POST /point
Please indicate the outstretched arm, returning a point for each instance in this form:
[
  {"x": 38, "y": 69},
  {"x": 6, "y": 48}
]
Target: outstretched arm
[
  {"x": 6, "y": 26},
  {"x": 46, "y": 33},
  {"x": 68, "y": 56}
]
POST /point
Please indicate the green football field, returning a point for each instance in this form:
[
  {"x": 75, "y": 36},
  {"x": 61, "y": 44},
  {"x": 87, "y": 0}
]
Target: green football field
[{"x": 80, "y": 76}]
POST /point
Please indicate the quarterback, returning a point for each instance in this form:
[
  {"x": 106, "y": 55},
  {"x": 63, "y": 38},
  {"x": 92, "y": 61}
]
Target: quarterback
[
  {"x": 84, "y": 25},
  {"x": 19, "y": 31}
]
--------------------------------------------------
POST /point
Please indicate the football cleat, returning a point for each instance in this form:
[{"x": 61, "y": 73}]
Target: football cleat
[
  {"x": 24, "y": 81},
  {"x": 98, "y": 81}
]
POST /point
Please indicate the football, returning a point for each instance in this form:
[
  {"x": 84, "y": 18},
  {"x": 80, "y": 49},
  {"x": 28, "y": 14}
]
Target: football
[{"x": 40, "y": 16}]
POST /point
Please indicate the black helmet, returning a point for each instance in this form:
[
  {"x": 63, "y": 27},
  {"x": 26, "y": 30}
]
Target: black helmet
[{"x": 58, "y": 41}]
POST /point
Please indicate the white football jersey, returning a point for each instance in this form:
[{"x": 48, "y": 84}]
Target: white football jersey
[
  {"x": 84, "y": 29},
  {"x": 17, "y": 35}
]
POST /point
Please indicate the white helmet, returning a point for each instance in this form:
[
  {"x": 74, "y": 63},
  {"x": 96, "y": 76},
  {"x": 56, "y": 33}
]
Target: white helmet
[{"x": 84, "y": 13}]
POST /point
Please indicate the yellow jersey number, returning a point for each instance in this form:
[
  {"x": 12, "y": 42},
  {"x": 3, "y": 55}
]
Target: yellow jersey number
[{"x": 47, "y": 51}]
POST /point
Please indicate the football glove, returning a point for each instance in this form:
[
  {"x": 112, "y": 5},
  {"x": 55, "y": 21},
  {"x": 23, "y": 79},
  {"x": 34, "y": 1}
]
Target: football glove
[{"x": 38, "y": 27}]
--------------------------------------------------
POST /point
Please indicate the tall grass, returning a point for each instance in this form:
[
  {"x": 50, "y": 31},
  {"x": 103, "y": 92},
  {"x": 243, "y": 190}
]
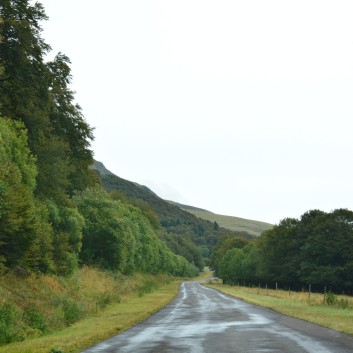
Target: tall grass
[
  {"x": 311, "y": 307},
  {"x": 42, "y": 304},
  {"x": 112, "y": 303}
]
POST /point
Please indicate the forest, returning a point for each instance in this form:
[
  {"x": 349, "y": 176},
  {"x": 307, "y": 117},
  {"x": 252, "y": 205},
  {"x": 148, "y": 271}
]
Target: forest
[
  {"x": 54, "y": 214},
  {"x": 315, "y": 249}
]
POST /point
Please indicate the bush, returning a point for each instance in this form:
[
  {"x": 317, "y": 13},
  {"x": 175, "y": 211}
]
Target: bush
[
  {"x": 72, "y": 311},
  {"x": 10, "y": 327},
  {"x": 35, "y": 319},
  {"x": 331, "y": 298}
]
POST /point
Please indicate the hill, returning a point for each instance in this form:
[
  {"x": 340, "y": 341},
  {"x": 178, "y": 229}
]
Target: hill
--------------------------------------------------
**Requirement:** Count every line of the records that holds "hill". State the number, nothing else.

**Solution for this exercise:** 2